> [GOAL]: With the pictures omitted, write out the entries that follow exactly as they stand.
--- START OF SUPPLIED RECORDS ---
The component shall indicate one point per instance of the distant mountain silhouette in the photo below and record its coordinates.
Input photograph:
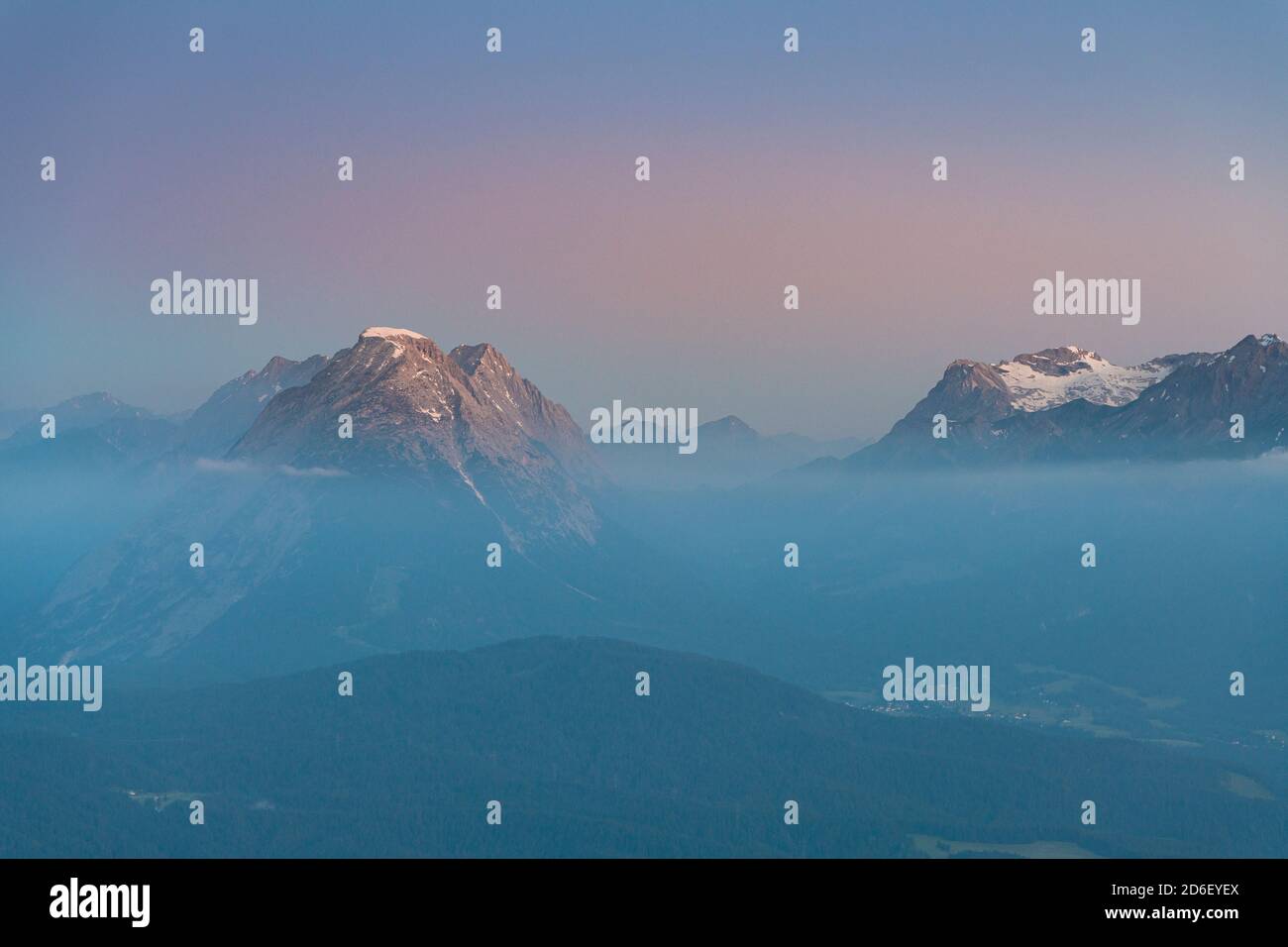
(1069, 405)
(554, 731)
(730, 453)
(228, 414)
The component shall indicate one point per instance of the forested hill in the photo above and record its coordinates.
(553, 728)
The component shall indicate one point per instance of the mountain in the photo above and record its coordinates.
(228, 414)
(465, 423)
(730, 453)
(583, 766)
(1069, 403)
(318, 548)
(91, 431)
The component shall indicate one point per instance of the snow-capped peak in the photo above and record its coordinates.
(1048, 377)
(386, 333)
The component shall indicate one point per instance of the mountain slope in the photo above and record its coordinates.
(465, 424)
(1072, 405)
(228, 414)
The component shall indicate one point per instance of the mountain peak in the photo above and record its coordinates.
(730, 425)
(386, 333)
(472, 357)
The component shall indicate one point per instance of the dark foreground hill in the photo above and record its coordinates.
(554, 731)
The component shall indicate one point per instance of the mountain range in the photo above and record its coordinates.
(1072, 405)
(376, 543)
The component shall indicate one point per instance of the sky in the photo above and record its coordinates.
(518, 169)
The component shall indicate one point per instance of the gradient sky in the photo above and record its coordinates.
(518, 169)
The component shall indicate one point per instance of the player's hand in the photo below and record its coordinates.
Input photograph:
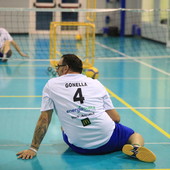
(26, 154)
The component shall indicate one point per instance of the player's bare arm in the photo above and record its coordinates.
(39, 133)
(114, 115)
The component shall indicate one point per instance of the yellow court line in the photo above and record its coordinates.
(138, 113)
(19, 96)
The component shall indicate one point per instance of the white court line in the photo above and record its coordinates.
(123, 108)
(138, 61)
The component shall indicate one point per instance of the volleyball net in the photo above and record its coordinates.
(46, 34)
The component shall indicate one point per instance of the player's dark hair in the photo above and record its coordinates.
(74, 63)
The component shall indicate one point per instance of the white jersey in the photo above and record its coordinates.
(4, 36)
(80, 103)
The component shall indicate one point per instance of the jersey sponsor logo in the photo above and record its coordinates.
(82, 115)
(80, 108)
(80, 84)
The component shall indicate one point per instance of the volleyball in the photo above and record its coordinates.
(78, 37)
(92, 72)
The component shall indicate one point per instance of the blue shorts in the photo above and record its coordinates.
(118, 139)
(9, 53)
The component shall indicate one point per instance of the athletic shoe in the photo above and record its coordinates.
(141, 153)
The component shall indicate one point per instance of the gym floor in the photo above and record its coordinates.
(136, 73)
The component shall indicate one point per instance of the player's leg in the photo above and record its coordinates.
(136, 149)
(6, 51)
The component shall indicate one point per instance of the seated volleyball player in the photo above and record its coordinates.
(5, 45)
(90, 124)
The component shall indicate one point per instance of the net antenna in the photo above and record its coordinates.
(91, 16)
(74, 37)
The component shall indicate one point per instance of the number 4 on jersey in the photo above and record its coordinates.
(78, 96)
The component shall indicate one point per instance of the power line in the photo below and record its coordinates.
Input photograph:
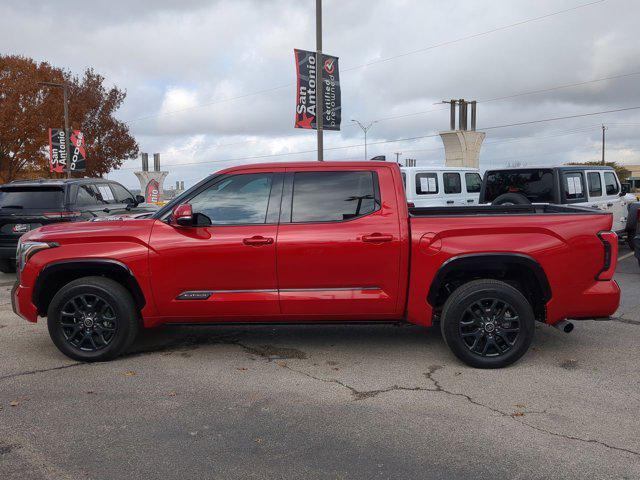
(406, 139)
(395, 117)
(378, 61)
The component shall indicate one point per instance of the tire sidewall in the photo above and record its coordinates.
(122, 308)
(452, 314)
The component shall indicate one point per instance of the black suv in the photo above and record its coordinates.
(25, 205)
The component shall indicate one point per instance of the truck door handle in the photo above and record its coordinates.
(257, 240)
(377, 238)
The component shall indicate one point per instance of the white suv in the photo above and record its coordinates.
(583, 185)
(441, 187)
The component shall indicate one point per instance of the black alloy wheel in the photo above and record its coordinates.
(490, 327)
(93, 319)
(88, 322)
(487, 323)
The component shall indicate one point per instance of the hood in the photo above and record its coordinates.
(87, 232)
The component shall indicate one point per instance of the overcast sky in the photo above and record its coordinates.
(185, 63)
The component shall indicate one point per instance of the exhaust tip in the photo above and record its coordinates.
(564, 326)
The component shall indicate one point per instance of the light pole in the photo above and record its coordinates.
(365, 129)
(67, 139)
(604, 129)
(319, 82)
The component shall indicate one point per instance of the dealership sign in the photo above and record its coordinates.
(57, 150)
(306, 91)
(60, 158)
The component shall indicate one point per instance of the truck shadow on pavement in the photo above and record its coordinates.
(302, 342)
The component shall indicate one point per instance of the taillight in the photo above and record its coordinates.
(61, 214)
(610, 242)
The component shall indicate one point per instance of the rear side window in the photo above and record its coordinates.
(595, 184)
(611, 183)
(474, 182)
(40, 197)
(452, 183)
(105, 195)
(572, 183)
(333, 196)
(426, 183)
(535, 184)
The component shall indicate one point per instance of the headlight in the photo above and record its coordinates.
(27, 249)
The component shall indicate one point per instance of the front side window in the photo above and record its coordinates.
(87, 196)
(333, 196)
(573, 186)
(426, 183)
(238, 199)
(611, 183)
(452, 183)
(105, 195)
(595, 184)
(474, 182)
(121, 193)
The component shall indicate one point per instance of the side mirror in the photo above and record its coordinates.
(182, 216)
--- END OF SUPPLIED RECORDS ---
> [CORRECT ANSWER]:
The component shall indicate one point per instance of the distant mountain silhouette in the photo below and record its coordinates.
Input photograph:
(1069, 405)
(554, 731)
(730, 453)
(228, 414)
The component shall indicate one point per instance of the forested hill in the photo above and record its coordinates.
(553, 728)
The component shall indicate one point per instance of the mountain in the photo above and record its coordinates.
(228, 414)
(465, 423)
(730, 453)
(583, 766)
(1069, 403)
(318, 548)
(91, 431)
The component shall indicate one point per instance of the snow-capped peak in the photo above and record its coordinates.
(1048, 377)
(386, 333)
The component shall indicate one point per instance of the mountain slope in the photo above and record its coordinates.
(465, 424)
(1072, 405)
(228, 414)
The component shall indicate one point per instance of the mountain peak in the photo above and record its coordinates.
(730, 425)
(386, 333)
(472, 357)
The component shall indicate one point per instance of the dark foreground hill in the photo above and record its coordinates.
(554, 731)
The component shall indicate one point per instance of the mountain range in the photo above and record its coordinates.
(1072, 405)
(376, 543)
The component shall indicate one point per instance of the sky in the photo above and record its coordinates.
(518, 169)
The component shall indicate one point per instance of the gradient sky in the photo above and record its coordinates.
(518, 169)
The component shall indicate one point per instance of the player's hand in the photo below and record its coordinates.
Input photograph:
(26, 154)
The component shall indicate one point per instance of the player's bare arm in the photo above and record its coordinates.
(39, 133)
(114, 115)
The component shall indicate one point per instance of the yellow court line in the photo above and record its coordinates.
(138, 113)
(19, 96)
The component shall indicate one point per instance of the white court line in the photo above and record its coordinates.
(123, 108)
(138, 61)
The component shall indicate one point per instance of the volleyball net in the photo above and record its coordinates.
(46, 34)
The component shall indicate one point per instance of the player's dark hair in the photo above and record its coordinates.
(74, 63)
The component shall indicate one point per instance of the white jersey in the photo above and record its coordinates.
(4, 36)
(80, 103)
The component shall indicate one point per instance of the jersey sponsor logo in the photo above and record its coordinates.
(82, 115)
(80, 108)
(80, 84)
The component shall indicate one point per instance of the volleyball in the photo above and record its coordinates.
(78, 37)
(92, 72)
The component shall indicate one point per instance of the blue shorts in the photo above and record its coordinates.
(118, 139)
(9, 53)
The component shall indicate one point per instance of the athletic shoe in the photo above and record its coordinates.
(141, 153)
The component shall indicate one point per instance of the gym floor in the photo above and record its coordinates.
(136, 73)
The component shall indicate one point per instance of the player's leg in the photo above and record its coordinates.
(136, 149)
(6, 51)
The component shall indicate one point per instance of the seated volleyball player in the photo above and record its coordinates.
(5, 45)
(90, 124)
The component shall indicate one point per instance of the net antenna in the photo above and record its coordinates.
(91, 16)
(74, 37)
The component shall indicate one point per instance of the number 4 on jersey in the photo above and record its coordinates.
(78, 96)
The component shall indicate one point per instance of the power line in the photo below and record its coordinates.
Input photograph:
(406, 139)
(395, 117)
(378, 61)
The component shall indicate one point per instance of the tire sidewall in the photo above and record its coordinates.
(122, 308)
(452, 314)
The component shall indicate one point per instance of the black suv in the photo above and record its coordinates.
(25, 205)
The component shall indicate one point per instance of the truck door handle in the photo above and record its coordinates.
(257, 240)
(377, 238)
The component shall indicate one point per instance of the white suv in the photo above and record its coordinates.
(583, 185)
(441, 187)
The component shall indicate one point per instance of the black alloy wheel in the photo above and record its coordinates.
(490, 327)
(93, 319)
(88, 322)
(487, 323)
The component shall indicate one point per instance of the hood in the photo above and record its coordinates.
(87, 232)
The component shall indicate one point per instance of the overcast sky in the photo above and record its coordinates.
(185, 63)
The component shall indicate one point per instance of the exhaust tip in the photo above and record its coordinates.
(564, 326)
The component shall indicate one point per instance of the light pole in the photo above and record its coordinates.
(365, 129)
(67, 139)
(604, 129)
(319, 82)
The component shall indicate one point per instance of the dealership sign in the photo above and record its coordinates.
(57, 150)
(306, 91)
(60, 158)
The component shall indicate one point per instance of the truck shadow on pavement in the photo above and record its coordinates.
(302, 342)
The component shall indicate one point per instance of the taillight in the photo above and record its coordinates.
(61, 214)
(610, 242)
The component shall indicate one point per instance of the rear side window in the photo above and record its coordinates.
(595, 184)
(611, 183)
(474, 182)
(40, 197)
(452, 183)
(105, 195)
(572, 183)
(333, 196)
(426, 183)
(535, 184)
The component shall indicate one point per instance of the headlight in the photo above and record its coordinates.
(27, 249)
The component shall indicate one point per instance of the front side window in the photo above and record its coordinates.
(87, 196)
(333, 196)
(573, 186)
(426, 183)
(238, 199)
(611, 183)
(452, 183)
(105, 195)
(595, 184)
(474, 182)
(121, 193)
The component shall indicate one point per instance of the side mirror in the photo above and record its coordinates.
(182, 216)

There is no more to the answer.